Put each line of the entries below into a Markdown table with the columns Row and Line, numbering the rows and leaving out blank lines.

--------

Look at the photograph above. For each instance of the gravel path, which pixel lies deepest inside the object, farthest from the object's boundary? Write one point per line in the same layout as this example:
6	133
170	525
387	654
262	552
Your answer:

--------

▶ Task response
| Row | Line |
|---|---|
| 1 | Look at the photograph above. For each instance of the gravel path, which pixel lies deepest inside the object, farthest from the object's boundary? Write one point per line in the same layout as this example: |
| 2 | 6	133 |
| 3 | 170	525 |
| 4 | 387	654 |
| 5 | 262	552 |
| 6 | Your answer: |